● Try it
A verbatim copy of all the data is required; the pictures should not appear in it.

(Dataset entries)
+ + +

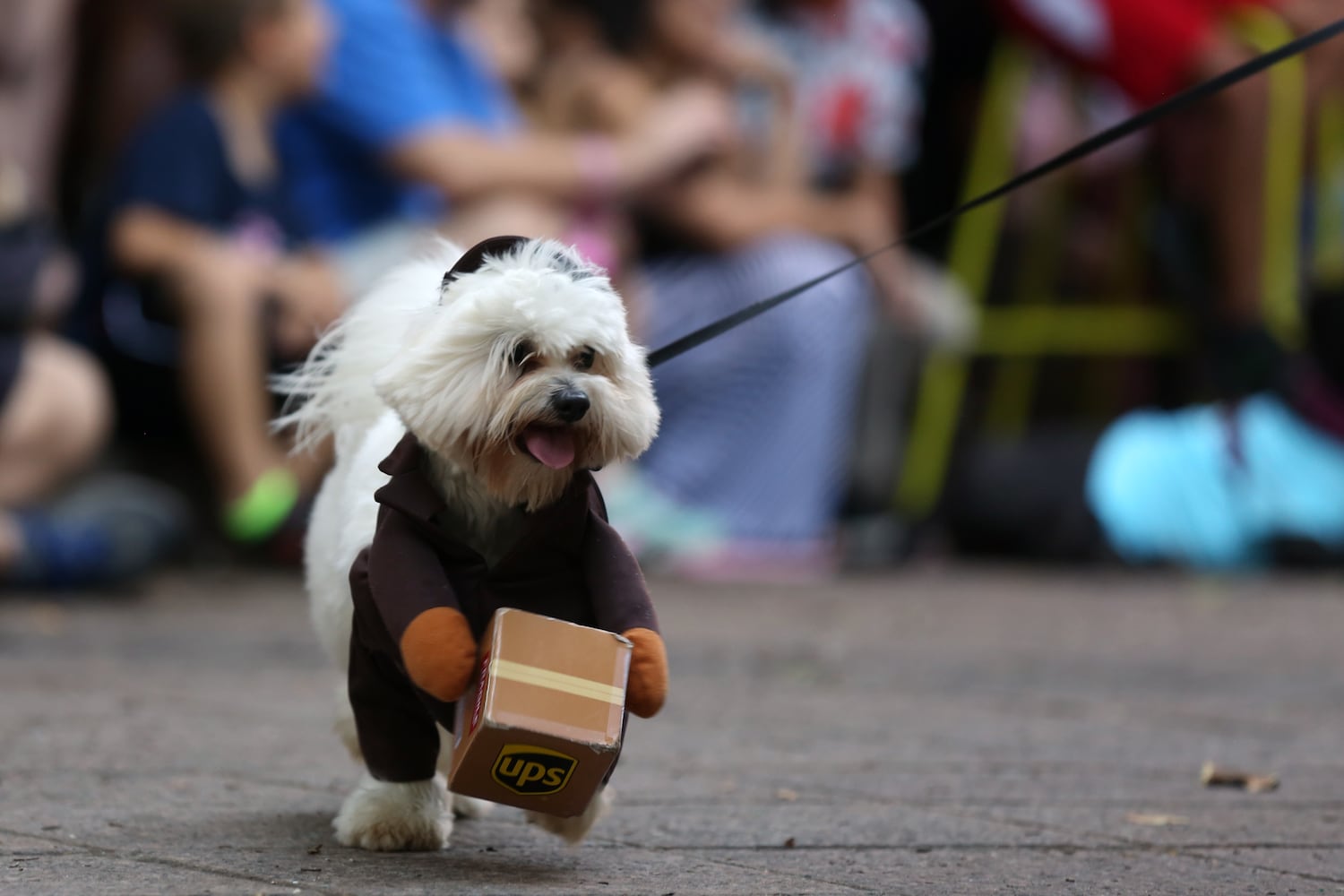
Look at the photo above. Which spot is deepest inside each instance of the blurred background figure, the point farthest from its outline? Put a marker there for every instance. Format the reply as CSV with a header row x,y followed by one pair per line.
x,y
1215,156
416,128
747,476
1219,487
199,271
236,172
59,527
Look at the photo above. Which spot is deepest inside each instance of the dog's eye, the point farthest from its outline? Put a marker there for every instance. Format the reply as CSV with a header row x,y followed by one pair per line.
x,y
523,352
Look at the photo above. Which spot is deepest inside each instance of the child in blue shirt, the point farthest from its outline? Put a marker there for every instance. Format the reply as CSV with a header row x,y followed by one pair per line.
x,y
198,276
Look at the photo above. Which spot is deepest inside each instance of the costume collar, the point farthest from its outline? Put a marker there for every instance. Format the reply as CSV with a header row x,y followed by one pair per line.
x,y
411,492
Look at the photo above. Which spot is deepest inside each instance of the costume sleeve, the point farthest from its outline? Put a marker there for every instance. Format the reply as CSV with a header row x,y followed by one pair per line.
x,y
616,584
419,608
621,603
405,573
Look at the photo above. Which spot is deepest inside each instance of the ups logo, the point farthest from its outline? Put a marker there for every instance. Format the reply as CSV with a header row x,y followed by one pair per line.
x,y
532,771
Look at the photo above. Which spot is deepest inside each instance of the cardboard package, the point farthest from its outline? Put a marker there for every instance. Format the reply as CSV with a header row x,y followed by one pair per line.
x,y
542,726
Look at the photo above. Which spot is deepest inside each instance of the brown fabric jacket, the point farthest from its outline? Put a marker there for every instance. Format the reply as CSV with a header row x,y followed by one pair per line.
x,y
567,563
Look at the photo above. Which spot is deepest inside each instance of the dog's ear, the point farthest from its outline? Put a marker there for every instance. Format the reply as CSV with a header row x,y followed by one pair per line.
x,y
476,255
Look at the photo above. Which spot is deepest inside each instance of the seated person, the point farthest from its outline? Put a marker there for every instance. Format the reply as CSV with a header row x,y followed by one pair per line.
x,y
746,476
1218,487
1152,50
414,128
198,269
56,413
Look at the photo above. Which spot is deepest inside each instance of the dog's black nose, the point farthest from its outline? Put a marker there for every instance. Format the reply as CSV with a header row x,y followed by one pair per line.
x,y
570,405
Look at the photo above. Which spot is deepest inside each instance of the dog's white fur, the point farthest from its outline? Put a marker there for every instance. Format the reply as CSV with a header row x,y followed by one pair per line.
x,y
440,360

+ + +

● Response area
Look at the photo above. Which spot is deepest inside each instance of the blurred background figure, the point farthest from its outline? Put a marker there for every instance. Format the reply as CSV with a header row x,y followed by one pair per line.
x,y
1215,156
416,128
747,476
1219,487
199,271
236,172
59,527
Look at the photo above. Which spot is deepest inside each instance of the dog's eye, the point farthest from its outline? Put a marker there for every instance. Format the reply as CSV with a header row x,y followed by one pair per line.
x,y
523,352
Look at the photo above. Which spot is deepest inside each instance of the child in blue shirt, the point farthest from its outline? Put a marker there for every instance. Format the reply as CSV with a header row x,y followed by one pair per line.
x,y
198,276
Look at the photo above. Which spot is deepest inside each instance of the costume collar, the point farthest from its outline? Put a marker there for every instance. Format the reply as CSV with a header row x,y followed by one pair per line.
x,y
411,492
Look at the photo above. Which spot is deepest inside each instance of the costume sleeve, the point farthest from its outline? Put a marker there for every instance. Format the reply as CSV with a header row x,y followed by one pair per line.
x,y
616,584
419,608
621,603
405,573
Look at the photo above. Which spot is deepest inside each instance of the ups logo, the point farthest from its outline? Put a marker there for every instance. Format the reply as CSV with a header row x,y followed by one pair per line.
x,y
532,771
Look at the photo above. Which spot is deepest inside each instance of the cardboard package, the point farthest from its outline? Put a marker there for every instance. Format the reply as CSV with a header row x,y followed by one pair per line.
x,y
542,726
Look at the photo above. Which spot is deepest inside each instance of the brown fabric jacket, the point farthest from its outline? Put a marker there for every instance. Format the reply as CSV with a header row x,y followed by one pair per line.
x,y
567,563
Look at the photo above. Which spot is deepest inside each instance of the dog's ear, the point farthest from its outline? Put a marker there for every instance. Format the reply as CSV with a header row x,y followed by one pair per line.
x,y
476,255
Look at the photo above. Which spot is deepest inside each instance of the seated person, the point farthest from its outline? Put a marker there for every instance. Format the reply as CSV with a header row x,y followed by one pair per line.
x,y
746,476
1218,487
1152,50
414,128
198,269
56,413
Look at the photo above. Which spot is deepest inside each instance of the dog's black nose, the point farthest from its outline? Put a marker there for every instance. Format the reply as CSV with a header row x,y followed by one pair per line.
x,y
570,405
Look at the photo above. Which spot is deepest inside each instance of the dog's white fur, the point farthest from its outline? Put a marker there for every instance. Format the reply as CSV with a header row x,y followed by one pair per line.
x,y
440,360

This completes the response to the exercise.